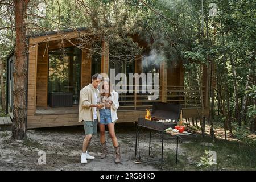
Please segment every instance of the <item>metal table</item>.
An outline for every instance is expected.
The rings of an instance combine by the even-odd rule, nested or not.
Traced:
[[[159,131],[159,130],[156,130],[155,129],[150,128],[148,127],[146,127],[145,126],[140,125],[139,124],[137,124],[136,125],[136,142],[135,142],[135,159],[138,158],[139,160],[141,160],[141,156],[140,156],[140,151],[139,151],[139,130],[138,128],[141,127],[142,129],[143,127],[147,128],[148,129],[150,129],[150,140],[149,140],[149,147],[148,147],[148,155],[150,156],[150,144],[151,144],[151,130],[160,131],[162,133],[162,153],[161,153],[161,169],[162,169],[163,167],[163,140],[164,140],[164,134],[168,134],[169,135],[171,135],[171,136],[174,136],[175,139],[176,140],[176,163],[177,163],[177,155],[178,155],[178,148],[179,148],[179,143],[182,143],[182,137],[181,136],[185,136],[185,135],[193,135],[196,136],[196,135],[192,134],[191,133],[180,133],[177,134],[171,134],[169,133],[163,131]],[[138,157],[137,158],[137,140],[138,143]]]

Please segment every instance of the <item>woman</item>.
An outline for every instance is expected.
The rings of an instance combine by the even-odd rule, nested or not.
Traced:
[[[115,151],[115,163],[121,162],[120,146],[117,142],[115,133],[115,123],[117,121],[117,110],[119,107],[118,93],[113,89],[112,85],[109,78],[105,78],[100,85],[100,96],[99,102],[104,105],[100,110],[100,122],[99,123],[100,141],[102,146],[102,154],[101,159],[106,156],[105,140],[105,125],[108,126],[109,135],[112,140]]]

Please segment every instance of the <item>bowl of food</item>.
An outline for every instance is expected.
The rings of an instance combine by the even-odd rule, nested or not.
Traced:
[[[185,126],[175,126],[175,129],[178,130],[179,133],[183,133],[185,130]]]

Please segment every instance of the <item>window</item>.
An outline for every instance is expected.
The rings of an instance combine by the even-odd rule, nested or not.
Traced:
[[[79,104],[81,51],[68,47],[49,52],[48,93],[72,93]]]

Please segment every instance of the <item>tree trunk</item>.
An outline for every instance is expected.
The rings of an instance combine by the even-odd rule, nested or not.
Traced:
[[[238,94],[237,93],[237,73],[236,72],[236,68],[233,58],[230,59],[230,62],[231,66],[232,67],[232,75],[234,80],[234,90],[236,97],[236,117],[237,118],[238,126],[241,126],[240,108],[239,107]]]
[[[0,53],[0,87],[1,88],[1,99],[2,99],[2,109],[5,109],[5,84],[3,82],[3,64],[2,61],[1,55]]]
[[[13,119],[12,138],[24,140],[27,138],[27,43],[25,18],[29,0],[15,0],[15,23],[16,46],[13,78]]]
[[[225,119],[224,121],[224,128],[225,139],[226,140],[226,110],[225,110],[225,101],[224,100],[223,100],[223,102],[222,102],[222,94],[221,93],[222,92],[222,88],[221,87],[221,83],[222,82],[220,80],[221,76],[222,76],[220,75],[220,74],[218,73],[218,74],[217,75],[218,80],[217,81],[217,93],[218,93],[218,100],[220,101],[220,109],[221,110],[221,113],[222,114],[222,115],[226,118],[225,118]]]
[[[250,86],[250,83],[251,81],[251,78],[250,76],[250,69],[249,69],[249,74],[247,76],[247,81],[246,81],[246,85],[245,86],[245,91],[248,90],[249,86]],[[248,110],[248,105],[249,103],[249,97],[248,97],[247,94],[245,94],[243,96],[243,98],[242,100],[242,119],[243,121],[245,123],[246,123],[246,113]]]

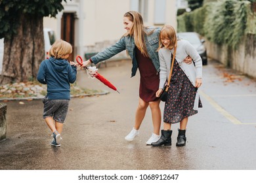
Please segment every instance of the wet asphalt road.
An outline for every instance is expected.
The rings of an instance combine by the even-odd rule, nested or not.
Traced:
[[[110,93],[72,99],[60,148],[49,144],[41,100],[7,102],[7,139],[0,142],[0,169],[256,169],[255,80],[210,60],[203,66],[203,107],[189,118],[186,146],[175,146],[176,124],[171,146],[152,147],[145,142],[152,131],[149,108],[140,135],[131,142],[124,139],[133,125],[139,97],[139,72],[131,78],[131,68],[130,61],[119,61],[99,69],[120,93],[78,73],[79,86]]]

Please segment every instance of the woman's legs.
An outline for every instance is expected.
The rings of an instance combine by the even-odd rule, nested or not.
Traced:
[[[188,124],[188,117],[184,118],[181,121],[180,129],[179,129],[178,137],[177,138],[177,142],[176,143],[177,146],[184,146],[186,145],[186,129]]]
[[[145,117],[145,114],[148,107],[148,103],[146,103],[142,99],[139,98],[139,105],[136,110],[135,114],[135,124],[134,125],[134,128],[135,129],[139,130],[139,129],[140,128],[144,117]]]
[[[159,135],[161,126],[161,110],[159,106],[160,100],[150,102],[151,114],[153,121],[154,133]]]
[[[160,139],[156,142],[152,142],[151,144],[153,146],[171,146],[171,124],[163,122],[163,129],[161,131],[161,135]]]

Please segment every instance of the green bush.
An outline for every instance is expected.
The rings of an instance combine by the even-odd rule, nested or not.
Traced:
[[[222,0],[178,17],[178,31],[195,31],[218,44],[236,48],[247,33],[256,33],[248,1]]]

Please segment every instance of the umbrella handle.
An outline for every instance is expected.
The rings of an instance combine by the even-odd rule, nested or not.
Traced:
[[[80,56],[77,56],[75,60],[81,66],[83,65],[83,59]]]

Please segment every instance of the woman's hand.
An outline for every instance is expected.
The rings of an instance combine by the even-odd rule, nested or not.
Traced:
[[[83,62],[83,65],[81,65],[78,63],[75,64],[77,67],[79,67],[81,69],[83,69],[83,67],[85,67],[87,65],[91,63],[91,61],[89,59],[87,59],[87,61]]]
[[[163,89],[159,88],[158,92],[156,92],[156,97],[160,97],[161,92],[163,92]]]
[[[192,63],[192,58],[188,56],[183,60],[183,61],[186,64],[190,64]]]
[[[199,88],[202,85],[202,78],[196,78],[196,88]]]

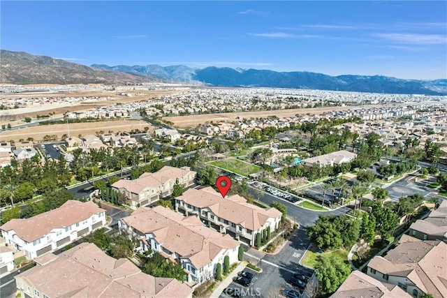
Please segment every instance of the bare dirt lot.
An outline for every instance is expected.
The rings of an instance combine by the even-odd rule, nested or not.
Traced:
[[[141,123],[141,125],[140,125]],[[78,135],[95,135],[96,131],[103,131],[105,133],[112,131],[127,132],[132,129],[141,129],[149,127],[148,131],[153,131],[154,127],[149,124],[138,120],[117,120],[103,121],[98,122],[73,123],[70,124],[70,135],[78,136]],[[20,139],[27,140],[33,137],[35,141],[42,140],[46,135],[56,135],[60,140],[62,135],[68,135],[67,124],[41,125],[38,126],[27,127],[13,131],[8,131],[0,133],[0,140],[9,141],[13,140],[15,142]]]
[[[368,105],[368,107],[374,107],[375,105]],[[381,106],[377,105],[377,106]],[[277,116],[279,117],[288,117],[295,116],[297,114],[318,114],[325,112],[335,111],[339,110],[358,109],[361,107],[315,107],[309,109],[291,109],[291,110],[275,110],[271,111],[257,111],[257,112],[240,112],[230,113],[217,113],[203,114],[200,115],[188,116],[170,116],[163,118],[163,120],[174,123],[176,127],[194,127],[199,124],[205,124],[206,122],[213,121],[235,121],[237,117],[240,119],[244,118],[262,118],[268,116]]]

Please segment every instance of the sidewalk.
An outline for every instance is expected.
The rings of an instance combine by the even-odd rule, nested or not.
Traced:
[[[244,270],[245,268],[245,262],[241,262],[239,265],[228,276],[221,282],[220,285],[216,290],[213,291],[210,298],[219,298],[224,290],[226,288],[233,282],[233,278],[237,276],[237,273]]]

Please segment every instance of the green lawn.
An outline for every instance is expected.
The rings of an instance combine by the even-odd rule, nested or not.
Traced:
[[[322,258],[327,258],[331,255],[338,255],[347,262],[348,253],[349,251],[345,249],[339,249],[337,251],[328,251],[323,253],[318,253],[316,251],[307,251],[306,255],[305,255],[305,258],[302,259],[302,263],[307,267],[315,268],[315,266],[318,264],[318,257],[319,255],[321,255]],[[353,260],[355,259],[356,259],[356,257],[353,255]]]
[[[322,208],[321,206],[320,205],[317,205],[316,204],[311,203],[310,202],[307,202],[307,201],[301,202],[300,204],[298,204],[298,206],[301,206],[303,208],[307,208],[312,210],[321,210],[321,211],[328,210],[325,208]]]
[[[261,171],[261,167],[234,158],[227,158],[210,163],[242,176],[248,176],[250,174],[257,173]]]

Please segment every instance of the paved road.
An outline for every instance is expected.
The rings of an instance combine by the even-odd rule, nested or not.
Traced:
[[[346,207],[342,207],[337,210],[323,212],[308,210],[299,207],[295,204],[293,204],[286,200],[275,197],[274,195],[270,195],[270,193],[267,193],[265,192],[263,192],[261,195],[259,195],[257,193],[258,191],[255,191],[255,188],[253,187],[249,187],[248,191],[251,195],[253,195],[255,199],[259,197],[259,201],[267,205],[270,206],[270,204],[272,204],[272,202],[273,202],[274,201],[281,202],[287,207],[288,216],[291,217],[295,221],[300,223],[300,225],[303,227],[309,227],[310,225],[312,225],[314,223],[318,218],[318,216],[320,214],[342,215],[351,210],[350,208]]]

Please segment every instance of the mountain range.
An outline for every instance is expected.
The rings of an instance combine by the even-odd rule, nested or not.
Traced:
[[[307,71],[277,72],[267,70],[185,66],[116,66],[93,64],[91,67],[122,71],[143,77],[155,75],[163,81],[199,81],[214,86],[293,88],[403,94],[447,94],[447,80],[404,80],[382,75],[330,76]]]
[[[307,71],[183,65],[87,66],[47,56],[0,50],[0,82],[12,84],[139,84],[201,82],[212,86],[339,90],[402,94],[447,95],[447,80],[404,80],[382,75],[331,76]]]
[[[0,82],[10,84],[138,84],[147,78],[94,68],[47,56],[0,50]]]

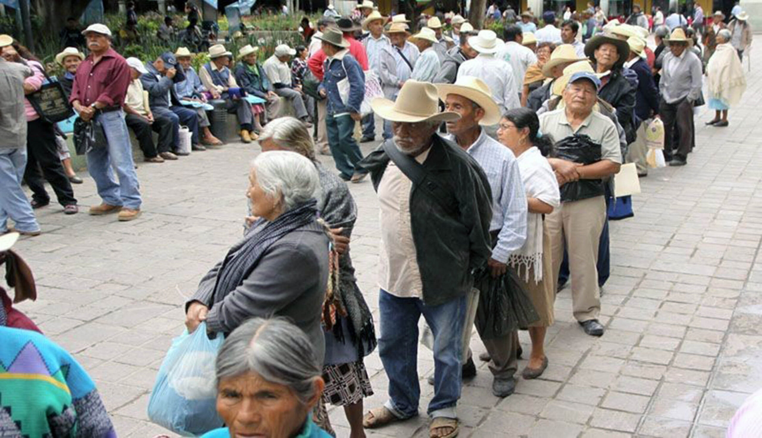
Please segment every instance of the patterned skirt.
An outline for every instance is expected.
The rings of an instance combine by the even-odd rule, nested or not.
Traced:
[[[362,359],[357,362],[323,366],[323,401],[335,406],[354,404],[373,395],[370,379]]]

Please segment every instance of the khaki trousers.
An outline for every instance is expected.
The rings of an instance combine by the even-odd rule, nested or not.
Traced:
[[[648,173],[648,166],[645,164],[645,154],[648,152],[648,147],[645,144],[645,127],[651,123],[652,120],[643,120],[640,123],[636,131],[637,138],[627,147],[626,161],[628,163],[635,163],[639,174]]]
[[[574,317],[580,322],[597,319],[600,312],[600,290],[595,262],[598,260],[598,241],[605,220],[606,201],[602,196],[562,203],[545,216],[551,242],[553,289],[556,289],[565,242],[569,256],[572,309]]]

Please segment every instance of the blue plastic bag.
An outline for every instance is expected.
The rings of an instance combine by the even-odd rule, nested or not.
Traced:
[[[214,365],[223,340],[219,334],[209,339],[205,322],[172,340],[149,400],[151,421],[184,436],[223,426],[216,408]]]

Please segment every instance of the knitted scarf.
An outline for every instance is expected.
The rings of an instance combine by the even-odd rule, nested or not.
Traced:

==========

Which lines above contain the string "item"? Pull out every such line and copy it in full.

Please segment every instance of the <item>metal table</item>.
Please segment every instance of the <item>woman</item>.
Please segment every instance of the <item>bowl of food</item>.
Please segment every instance of the <item>window</item>.
Please segment every instance of the <item>tree trunk</item>.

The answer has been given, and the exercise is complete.